▶ **Activity list**
[1] In the excerpt about library work, how many classes has the writer been asked to teach in during the first month of the semester?
[2] Carry on the excerpt about library work from its final sentence, keeping the same first-person voice.

··· Excerpted passage

I’m fortunate to be working with one of my colleagues on a research project using Project SAILS, and we’ve been working to create marketing materials and get buy in from faculty. We’ve already scheduled 5 minute project intros in several classes, and should meet our target of 200 students taking the assessment. I’m sure I will share more details on this as the work unfolds.

I’ve also been lucky to have the support of faculty from last year who were happy with the instruction I provided in their class. I have already been asked to teach in four classes within the first month of the semester, and all of the faculty are giving me as much time as I need during a whole class period. Three of the four are classes I’ve taught before and already have solid plans and supplementary materials.

Our library transitioned to the new Libguides over the summer, and I’ve been working to assist one of my colleagues with that process. I’m channeling my library school self with CSS coding! I think all librarians should take a class in basic HTML/CSS coding, it’s been extremely useful for me in this job and in my previous role.

······
··· Extracted material

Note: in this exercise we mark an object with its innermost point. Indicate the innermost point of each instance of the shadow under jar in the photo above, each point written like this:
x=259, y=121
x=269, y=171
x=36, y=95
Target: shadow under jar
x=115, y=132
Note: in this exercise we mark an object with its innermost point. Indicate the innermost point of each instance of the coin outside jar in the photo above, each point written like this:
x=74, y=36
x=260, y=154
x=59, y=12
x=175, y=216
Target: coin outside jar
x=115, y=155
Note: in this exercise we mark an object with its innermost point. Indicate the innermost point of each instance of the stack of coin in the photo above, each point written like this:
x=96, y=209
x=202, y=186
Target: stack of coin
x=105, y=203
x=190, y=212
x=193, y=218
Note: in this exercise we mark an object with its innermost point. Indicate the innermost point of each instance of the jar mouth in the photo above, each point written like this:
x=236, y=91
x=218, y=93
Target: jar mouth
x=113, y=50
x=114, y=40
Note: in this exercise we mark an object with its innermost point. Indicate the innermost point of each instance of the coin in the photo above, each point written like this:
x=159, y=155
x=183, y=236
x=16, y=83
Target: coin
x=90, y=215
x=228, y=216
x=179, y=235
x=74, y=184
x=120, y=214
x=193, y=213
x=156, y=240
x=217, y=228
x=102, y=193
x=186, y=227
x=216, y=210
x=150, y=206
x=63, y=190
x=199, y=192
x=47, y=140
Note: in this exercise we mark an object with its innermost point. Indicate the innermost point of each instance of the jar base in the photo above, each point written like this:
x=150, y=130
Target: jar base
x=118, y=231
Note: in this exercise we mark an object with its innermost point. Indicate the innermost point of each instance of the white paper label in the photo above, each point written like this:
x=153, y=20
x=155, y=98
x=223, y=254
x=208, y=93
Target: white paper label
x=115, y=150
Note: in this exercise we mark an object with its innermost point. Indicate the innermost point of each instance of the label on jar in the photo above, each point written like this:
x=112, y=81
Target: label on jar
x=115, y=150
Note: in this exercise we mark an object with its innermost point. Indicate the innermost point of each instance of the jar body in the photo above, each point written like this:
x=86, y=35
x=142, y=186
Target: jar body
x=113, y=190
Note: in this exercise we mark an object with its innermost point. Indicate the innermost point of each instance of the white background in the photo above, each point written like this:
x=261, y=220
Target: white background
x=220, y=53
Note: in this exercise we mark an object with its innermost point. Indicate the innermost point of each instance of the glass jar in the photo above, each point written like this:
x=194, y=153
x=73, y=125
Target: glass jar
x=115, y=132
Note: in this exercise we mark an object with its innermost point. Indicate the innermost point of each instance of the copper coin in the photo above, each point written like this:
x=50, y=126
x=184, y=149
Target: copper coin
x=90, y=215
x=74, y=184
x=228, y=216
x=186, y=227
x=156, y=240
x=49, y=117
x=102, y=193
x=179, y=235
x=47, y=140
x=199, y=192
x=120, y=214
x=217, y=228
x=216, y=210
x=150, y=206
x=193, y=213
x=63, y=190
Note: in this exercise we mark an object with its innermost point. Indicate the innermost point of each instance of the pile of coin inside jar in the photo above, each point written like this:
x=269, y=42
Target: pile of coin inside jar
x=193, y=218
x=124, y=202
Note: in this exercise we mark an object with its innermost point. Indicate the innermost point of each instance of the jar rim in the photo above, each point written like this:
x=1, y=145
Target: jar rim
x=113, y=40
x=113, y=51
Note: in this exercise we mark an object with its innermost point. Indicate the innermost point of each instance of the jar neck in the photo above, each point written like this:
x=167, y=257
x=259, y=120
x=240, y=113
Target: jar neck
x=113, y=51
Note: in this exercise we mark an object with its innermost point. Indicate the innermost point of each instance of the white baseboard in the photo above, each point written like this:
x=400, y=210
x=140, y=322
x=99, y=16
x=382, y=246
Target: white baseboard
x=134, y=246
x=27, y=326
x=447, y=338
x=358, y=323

······

▶ **Outputs for the tasks**
[1] Four classes.

[2]
Another initiative I’ve been working on is creating new marketing materials for students. Here are some of the handouts/posters/flyers I’ve developed. I’m posting them as PDF but would be happy to share the Publisher files or websites I used to create them.

Easy Button Flyer – this one I have posted at the main administration desk for my institution on my campus, and by the free student printers.

Hot Mess Citation – I saw a comedic version of this out at a store and turned it into a handout that can be used when I work with students on correcting citations. As you can see, I appreciate humor!

Library flow chart – I intended to turn my “Top things about the library” handout into an infographic, and got distracted by the idea of making a flowchart instead. This was developed using the easelly website.

Student newsletter – I create one of these at the beginning of each semester.

For my faculty I created personalized emails for each person based on the interaction I’ve had (or not) with them in the past. Being on a regional campus is nice that way – 30ish emails felt very doable! I included information about all the services the library or I could provide them and their students during the semester. I’ve gotten a bit of feedback so far, but expect to get more when the semester starts on Monday.

I have come to look forward to this time of year, apprehensive, but still excited about the great work I get to do!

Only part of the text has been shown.